Filter the lines below, keeping every one that contains the word "seated". Matching is case-sensitive.

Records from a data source
————————

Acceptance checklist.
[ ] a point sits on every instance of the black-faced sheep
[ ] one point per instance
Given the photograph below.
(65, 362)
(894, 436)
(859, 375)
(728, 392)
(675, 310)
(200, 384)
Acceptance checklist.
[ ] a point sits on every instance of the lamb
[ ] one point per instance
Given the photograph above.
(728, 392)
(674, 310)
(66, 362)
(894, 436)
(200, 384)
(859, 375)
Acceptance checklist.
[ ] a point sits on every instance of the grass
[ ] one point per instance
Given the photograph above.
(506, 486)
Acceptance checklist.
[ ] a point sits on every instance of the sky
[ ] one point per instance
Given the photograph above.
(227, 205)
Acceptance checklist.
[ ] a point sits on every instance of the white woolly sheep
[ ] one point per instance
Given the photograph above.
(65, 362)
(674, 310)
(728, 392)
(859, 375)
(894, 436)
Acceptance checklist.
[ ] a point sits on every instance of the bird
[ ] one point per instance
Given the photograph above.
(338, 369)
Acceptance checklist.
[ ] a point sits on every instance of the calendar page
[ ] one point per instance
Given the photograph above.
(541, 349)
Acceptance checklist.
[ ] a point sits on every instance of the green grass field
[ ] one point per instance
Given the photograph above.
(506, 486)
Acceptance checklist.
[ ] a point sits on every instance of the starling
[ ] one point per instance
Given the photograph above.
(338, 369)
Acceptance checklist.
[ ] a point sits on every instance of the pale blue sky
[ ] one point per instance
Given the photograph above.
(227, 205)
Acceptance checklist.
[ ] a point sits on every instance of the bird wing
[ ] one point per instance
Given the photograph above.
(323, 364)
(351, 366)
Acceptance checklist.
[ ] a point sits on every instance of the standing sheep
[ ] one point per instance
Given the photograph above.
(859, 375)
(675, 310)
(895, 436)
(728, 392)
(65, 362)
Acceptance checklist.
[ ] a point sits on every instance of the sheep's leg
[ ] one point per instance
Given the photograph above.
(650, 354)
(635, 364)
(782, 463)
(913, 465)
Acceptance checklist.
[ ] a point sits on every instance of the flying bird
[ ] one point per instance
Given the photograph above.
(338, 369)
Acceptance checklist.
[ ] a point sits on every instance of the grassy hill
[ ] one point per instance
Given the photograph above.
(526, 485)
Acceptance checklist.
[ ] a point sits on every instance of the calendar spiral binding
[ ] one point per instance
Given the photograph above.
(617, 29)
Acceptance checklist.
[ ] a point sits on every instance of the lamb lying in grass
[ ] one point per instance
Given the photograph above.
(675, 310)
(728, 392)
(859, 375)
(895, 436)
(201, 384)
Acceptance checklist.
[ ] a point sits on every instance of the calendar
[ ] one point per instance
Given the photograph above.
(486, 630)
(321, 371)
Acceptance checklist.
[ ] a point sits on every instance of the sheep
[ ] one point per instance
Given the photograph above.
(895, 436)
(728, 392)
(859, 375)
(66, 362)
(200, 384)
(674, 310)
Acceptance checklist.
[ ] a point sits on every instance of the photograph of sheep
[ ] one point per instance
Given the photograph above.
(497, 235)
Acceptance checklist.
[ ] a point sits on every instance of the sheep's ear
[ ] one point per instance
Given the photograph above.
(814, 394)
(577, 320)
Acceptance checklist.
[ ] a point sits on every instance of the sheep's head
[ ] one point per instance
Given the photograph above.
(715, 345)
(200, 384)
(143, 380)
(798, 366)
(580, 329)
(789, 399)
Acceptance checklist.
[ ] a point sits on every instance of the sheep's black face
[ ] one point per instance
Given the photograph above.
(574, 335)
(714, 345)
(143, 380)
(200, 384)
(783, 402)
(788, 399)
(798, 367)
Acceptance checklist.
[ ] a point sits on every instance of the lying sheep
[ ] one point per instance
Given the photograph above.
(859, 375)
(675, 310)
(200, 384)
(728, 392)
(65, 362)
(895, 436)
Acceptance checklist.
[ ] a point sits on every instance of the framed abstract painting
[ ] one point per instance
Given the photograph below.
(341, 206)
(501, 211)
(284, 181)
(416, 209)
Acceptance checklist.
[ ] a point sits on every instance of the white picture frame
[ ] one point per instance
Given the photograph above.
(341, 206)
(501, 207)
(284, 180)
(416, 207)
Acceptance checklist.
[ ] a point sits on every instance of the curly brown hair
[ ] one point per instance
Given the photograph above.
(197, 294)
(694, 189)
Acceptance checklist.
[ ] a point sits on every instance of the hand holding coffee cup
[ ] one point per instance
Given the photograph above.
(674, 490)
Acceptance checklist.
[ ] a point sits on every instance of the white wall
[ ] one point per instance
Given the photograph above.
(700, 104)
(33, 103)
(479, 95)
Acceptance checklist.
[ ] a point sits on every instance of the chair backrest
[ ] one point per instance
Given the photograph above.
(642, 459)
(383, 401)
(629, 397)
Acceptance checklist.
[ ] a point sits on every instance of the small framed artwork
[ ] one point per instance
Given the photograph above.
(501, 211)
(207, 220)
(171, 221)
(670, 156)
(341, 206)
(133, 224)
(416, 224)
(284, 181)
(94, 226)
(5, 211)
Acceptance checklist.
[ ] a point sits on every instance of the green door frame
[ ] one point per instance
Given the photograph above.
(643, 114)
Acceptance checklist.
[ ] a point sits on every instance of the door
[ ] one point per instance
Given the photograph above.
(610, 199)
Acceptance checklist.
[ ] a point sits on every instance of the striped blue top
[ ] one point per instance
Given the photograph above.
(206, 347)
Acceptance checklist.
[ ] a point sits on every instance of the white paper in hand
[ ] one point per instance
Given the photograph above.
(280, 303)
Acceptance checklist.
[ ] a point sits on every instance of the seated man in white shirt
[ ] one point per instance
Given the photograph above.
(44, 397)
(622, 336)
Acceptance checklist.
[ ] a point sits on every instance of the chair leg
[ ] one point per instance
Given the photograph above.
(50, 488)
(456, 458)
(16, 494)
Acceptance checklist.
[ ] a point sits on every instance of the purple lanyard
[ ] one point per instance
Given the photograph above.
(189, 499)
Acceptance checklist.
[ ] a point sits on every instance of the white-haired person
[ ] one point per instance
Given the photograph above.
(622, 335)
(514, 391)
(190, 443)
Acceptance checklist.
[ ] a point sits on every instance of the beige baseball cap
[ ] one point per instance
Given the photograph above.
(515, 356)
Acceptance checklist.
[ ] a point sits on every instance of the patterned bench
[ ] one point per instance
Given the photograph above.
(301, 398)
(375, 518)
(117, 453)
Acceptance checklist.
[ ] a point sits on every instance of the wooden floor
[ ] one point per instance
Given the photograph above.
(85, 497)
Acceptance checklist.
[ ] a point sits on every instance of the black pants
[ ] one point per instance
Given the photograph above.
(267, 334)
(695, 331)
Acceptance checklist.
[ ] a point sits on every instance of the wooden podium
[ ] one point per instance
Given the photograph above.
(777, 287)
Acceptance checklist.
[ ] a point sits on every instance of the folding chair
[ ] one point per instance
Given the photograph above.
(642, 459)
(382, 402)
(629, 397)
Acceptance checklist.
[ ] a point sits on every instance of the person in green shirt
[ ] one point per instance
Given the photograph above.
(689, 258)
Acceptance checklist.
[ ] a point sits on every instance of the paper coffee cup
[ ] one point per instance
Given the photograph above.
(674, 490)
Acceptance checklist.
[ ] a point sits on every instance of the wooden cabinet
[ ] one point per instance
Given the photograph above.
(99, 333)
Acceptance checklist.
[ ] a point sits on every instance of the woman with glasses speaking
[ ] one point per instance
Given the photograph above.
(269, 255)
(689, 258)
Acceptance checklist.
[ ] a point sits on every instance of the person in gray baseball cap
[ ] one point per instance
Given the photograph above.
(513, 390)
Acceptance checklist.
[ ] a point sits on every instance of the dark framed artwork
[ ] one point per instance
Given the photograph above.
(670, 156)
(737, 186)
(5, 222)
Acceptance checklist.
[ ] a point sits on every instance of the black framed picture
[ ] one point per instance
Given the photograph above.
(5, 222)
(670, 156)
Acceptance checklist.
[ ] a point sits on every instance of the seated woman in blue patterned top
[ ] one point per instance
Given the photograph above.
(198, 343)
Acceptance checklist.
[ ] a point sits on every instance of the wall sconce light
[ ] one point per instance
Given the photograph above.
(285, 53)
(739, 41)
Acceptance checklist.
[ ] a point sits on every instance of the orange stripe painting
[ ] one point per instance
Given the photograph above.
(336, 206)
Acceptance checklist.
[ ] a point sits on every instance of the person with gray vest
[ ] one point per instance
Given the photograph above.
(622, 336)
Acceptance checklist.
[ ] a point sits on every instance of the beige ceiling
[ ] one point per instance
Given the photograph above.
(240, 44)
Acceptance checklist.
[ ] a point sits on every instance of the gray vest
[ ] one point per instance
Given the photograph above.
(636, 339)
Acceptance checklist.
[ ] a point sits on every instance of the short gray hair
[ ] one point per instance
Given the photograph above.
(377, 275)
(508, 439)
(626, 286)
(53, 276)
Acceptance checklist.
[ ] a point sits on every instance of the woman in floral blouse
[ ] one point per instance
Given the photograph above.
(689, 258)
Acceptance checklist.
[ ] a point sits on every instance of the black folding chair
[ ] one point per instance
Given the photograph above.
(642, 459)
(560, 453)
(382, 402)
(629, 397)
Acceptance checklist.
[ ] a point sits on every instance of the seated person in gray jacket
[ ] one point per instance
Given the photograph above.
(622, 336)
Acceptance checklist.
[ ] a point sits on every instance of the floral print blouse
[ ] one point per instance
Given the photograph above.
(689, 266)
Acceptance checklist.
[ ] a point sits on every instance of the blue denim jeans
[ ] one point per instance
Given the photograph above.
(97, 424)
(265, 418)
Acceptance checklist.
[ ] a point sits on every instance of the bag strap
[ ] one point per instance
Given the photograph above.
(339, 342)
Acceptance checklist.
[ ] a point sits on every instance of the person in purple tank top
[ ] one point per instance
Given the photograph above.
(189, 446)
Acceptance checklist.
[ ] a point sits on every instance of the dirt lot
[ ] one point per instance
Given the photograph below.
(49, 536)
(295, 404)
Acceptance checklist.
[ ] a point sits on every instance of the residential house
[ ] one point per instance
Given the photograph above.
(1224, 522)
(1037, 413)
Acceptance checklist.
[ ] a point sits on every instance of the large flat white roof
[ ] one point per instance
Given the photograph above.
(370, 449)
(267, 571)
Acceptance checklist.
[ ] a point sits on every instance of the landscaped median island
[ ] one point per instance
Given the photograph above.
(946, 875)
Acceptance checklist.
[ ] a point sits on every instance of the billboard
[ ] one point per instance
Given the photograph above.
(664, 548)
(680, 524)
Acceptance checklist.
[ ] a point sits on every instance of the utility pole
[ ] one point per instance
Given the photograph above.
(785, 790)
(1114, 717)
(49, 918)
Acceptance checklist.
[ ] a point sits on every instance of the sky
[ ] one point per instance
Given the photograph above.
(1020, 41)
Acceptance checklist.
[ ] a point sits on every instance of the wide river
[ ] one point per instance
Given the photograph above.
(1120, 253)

————————

▶ **Response to the task**:
[ ] a point sits on every instance of the seated man in white shirt
[ ] a point sits on every instance of the seated woman in blue patterned top
[ ] a point sits on every instance of the seated person in gray jacket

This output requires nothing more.